### EXERCISE BRIEF:
Copy out the rows exactly, starting with the first row and ending with the row that contains "40 122 L 53", including both ends.

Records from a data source
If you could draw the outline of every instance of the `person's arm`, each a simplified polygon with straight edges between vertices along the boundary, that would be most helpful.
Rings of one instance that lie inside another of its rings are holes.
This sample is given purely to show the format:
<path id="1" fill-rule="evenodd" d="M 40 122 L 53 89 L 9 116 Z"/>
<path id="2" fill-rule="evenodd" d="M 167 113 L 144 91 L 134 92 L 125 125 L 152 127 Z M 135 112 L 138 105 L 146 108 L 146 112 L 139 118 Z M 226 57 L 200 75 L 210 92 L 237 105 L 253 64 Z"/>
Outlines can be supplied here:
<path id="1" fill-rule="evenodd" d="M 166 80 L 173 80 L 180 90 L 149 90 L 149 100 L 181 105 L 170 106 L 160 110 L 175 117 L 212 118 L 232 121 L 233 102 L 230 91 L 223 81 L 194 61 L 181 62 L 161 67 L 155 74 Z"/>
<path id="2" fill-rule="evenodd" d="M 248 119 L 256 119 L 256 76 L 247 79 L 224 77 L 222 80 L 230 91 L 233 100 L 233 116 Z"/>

### COMPLETE RESPONSE:
If you could draw the outline of every instance of the `person's arm`, each a simplified polygon with straight edges between vertices along the boundary, that would be most helpful.
Rings of one instance that lie inside another of its rings are holes.
This sample is given purely to show the format:
<path id="1" fill-rule="evenodd" d="M 40 122 L 53 89 L 9 116 Z"/>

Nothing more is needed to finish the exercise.